== The records ==
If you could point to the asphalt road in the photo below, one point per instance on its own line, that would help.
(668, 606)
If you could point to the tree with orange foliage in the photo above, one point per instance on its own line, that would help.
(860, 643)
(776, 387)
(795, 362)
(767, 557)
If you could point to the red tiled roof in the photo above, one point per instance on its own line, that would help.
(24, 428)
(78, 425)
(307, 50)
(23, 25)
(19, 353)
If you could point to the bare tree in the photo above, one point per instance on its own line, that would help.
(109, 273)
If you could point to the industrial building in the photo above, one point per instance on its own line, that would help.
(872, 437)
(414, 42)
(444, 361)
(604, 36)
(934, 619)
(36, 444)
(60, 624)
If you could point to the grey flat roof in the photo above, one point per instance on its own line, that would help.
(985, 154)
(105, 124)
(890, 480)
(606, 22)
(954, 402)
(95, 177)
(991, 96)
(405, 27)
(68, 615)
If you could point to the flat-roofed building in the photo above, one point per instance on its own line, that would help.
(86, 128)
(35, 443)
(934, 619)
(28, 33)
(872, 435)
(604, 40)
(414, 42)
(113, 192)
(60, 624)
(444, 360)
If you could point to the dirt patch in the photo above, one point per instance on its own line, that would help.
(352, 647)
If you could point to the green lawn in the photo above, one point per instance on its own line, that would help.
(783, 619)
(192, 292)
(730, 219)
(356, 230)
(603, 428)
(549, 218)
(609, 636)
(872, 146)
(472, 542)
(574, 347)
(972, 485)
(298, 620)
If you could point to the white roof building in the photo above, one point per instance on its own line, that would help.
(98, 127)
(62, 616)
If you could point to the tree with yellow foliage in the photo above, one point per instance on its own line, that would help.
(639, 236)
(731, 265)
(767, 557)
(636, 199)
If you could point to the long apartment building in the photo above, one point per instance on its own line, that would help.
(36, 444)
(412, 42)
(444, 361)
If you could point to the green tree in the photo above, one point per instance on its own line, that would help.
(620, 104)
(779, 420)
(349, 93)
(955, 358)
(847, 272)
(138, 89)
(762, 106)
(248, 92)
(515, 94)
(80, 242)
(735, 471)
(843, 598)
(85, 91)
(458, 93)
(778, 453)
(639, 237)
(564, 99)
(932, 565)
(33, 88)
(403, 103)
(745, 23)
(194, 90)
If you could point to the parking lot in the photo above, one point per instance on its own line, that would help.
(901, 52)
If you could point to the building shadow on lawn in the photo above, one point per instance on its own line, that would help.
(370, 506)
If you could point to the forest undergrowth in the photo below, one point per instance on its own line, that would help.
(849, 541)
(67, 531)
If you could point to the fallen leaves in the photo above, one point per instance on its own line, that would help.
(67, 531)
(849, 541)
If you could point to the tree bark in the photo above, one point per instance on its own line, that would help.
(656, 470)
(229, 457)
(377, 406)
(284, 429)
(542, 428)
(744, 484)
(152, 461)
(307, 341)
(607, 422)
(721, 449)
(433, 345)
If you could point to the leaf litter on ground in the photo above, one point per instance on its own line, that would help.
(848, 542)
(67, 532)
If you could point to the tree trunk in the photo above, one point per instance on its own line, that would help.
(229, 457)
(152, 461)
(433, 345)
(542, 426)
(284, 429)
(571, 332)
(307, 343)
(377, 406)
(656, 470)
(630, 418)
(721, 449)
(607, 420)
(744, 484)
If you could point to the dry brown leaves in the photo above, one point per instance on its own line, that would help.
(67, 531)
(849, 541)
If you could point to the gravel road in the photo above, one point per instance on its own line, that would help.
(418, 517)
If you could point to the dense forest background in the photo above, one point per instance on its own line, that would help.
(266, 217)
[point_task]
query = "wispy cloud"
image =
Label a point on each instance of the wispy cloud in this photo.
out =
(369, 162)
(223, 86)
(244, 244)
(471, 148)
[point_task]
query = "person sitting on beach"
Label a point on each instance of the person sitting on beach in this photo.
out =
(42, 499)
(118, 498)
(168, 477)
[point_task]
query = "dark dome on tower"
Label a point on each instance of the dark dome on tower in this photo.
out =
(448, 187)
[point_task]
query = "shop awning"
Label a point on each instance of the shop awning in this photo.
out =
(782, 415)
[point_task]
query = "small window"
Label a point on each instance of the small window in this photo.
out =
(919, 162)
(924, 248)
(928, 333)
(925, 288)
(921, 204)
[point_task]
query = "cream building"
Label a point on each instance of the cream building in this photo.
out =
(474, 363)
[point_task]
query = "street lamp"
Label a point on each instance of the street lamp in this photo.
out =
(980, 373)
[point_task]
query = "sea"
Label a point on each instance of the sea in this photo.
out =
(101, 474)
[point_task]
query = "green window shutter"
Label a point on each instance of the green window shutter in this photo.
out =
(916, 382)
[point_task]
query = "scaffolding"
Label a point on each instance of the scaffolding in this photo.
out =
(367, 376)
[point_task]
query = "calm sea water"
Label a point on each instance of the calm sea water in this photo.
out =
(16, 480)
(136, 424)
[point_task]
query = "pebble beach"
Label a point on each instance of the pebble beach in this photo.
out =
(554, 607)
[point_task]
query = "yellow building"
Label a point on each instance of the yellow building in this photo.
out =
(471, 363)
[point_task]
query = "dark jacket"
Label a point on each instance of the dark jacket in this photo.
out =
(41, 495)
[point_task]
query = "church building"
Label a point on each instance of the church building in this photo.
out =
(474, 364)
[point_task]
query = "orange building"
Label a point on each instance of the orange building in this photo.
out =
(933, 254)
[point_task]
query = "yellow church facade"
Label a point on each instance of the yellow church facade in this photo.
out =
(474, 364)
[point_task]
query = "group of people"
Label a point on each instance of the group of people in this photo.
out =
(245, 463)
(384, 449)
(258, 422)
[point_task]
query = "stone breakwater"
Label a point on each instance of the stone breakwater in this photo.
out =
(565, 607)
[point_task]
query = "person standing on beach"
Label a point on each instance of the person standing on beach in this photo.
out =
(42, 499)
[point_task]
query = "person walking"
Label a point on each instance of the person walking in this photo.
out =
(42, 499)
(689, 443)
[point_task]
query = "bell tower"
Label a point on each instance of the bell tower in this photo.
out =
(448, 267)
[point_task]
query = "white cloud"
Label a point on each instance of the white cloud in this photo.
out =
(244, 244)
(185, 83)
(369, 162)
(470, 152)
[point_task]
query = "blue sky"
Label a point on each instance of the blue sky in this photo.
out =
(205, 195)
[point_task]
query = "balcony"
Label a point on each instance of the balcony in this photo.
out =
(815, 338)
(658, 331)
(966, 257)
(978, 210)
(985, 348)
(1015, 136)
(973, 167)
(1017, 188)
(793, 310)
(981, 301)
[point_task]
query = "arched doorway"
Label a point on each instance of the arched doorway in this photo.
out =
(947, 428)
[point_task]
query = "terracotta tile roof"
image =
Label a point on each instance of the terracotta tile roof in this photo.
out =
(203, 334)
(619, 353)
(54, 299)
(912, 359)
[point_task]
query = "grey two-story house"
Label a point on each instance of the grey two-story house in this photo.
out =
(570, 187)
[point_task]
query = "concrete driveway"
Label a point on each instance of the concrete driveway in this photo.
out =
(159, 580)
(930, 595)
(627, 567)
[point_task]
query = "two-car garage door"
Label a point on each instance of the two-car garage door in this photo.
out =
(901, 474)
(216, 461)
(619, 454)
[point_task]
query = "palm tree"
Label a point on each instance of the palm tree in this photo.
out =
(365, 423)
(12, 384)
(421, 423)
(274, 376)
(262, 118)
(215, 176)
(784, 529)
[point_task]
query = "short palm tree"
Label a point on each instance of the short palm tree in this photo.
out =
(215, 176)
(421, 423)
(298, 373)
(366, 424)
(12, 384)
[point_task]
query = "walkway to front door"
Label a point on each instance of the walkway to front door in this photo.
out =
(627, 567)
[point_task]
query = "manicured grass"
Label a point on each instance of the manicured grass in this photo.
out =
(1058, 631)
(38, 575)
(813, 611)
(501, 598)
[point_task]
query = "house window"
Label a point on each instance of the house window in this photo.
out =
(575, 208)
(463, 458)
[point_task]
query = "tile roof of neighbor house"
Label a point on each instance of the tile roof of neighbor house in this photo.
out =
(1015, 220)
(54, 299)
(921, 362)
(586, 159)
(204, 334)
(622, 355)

== Requirement ==
Scan the material above for lines holding "story" and copy each of them.

== Answer ==
query = "grey two-story house"
Label a point on each instance of the grey two-story house in this photo.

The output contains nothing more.